*EXERCICE PROPOSÉ 1:* Recopiez à l'identique les lignes des entrées, en commençant par celle qui contient « My question is: where does the wall-mounted air » et en allant jusqu'à la dernière ligne des entrées, les deux extrémités comprises.

*TEXTE EXTRAIT:*
___
Selon Pic, la Kabbale est un système d'interprétation capable d'éclaircir les mystères du christianisme. Dans la postérité du cardinal de Cues, la Kabbale de la Renaissance a pour objet principal de montrer l'unité des religions monothéistes.[réf. nécessaire]

Pour cette raison, elle est souvent combattue par les autorités ecclésiastiques hostiles à l’œcuménisme.[réf. nécessaire] L'un des plus véhéments détracteurs de cette Kabbale est le père Mersenne, en 1623, dans ses Questions sur la Genèse.

En réponse à cette attaque en règle, Jacques Gaffarel répond par Abdita divinae cabalae mysteria (1625). Avec Pic, Gaffarel y définit la Kabbale comme « l'explication mystique des Saintes Écritures, explication qui fut transmise avant et après la venue du Christ ».

Malgré les attaques, elle se propagera très rapidement et prendra particulièrement une place éminente en Grande-Bretagne à la Cour d’Élisabeth Ire : on en retrouve des traces chez les plus grands poètes, et singulièrement dans des pièces de Shakespeare.[réf. nécessaire] La Kabbale est citée comme l'une des sources de l'occultisme médiéval.

Histoire[modifier | modifier le code]

Les principaux représentants de ce courant qui connut son apogée aux XVIe et XVIIe siècles se nomment :

  • Jean Pic de la Mirandole. Dès son Discours sur la dignité de l'homme (1486), il déclare avoir "trouvé dans les livres de la Cabale moins la religion de Moïse que la chrétienne".
  • Jean Reuchlin, auteur de De verbo mirifico (1494), De arte cabalistica (1517)
  • Francesco Giorgi (Zorzi), un franciscain, auteur de De harmonia mundi (1525)
  • Guillaume Postel, auteur de Absconditorum clavis, ou La Clé des choses cachées et l'Exégèse du Candélabre mystique dans le tabernacle de Moyse (1547)
  • Jacques Gaffarel, auteur de Abdita divinae cabalae mysteria (1625).

Parmi les promoteurs de la Kabbale chrétienne, on peut aussi citer, pour le XIXe siècle, le Chevalier Drach, bibliothécaire de la Congrégation pour la propagation de la foi à Rome.
___
Lignes d'un jeu de données
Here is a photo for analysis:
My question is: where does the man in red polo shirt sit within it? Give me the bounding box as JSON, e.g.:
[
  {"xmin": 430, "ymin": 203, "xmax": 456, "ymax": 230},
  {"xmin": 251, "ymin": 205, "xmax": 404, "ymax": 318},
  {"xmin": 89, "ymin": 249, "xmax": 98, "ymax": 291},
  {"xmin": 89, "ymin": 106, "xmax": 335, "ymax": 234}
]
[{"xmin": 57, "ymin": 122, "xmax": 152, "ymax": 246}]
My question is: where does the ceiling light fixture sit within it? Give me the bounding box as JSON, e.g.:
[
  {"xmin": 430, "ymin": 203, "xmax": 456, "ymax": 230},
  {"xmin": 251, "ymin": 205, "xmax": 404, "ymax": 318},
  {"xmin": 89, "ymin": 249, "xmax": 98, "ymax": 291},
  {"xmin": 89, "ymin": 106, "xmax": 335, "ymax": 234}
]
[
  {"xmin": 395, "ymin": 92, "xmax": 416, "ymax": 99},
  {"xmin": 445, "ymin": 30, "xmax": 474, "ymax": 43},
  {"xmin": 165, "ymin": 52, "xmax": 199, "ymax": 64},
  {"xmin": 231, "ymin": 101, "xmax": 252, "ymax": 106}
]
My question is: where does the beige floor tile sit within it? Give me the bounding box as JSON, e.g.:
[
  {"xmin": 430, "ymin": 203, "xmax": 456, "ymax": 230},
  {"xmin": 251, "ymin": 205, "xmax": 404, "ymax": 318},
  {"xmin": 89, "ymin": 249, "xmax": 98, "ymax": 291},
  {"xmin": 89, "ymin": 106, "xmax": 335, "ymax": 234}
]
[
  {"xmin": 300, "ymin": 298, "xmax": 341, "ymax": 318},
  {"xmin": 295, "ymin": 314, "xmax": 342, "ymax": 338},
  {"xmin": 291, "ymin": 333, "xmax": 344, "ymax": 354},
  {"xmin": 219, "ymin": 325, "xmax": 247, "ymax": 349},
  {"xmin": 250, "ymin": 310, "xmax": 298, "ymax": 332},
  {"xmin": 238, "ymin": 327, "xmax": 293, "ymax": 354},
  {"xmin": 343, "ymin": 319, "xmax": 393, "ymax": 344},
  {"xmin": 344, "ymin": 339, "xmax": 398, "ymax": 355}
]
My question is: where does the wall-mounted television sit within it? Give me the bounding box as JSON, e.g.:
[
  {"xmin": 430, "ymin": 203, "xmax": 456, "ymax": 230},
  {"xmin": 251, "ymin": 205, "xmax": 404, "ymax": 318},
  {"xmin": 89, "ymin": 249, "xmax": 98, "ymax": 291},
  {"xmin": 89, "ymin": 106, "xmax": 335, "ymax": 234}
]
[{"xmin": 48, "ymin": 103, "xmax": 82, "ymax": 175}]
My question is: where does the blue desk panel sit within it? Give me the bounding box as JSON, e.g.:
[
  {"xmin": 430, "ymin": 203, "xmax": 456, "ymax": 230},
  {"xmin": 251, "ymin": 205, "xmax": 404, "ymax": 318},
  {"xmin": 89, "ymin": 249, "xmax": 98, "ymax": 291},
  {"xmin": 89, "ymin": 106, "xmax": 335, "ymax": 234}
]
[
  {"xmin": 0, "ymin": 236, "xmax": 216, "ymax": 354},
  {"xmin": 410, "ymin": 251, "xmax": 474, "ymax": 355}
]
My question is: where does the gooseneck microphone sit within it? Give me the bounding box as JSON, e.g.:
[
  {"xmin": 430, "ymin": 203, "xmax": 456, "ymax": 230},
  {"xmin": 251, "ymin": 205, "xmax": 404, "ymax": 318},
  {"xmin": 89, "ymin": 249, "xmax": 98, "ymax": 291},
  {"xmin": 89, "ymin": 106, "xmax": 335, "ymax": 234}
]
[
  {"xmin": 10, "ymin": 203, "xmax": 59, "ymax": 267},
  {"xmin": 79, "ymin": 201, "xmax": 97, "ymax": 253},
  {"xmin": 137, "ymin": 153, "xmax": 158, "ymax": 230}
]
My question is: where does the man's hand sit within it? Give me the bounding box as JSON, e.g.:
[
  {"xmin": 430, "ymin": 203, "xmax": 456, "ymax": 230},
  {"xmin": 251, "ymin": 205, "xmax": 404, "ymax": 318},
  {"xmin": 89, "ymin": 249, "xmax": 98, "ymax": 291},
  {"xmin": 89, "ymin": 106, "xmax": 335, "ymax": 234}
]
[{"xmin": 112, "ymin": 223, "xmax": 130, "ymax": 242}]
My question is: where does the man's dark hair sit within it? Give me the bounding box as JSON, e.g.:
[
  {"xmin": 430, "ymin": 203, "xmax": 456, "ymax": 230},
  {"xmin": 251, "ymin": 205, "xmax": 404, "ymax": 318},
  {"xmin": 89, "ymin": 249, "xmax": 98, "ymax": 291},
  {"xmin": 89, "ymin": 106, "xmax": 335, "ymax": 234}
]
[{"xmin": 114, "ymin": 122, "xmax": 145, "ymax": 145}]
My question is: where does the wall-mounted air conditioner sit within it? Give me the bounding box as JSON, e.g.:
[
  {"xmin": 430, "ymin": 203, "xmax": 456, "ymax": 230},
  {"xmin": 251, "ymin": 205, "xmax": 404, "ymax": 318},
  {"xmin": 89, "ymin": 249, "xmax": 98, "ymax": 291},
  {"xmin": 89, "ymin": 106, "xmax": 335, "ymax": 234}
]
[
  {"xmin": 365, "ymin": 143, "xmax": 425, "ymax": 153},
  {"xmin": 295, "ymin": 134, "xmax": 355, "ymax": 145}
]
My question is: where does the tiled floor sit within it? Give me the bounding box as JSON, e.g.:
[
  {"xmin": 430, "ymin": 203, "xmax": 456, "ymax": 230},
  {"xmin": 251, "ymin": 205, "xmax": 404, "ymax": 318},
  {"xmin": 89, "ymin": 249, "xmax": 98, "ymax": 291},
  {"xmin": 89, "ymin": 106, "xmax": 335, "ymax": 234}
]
___
*EXERCICE PROPOSÉ 2:* D'après le texte sur la Kabbale chrétienne, quel ouvrage Jacques Gaffarel publia-t-il en réponse à l'attaque du père Mersenne ?

*CORRIGÉ DE L'EXERCICE 1:*
My question is: where does the wall-mounted air conditioner sit within it? Give me the bounding box as JSON, e.g.:
[
  {"xmin": 430, "ymin": 203, "xmax": 456, "ymax": 230},
  {"xmin": 251, "ymin": 205, "xmax": 404, "ymax": 318},
  {"xmin": 89, "ymin": 249, "xmax": 98, "ymax": 291},
  {"xmin": 89, "ymin": 106, "xmax": 335, "ymax": 234}
]
[
  {"xmin": 365, "ymin": 143, "xmax": 425, "ymax": 153},
  {"xmin": 295, "ymin": 134, "xmax": 355, "ymax": 145}
]
My question is: where does the tiled floor sit within it? Give me the bounding box as JSON, e.g.:
[
  {"xmin": 430, "ymin": 203, "xmax": 456, "ymax": 230},
  {"xmin": 251, "ymin": 205, "xmax": 404, "ymax": 318},
  {"xmin": 89, "ymin": 249, "xmax": 98, "ymax": 291},
  {"xmin": 89, "ymin": 106, "xmax": 335, "ymax": 234}
]

*CORRIGÉ DE L'EXERCICE 2:* Abdita divinae cabalae mysteria, paru en 1625.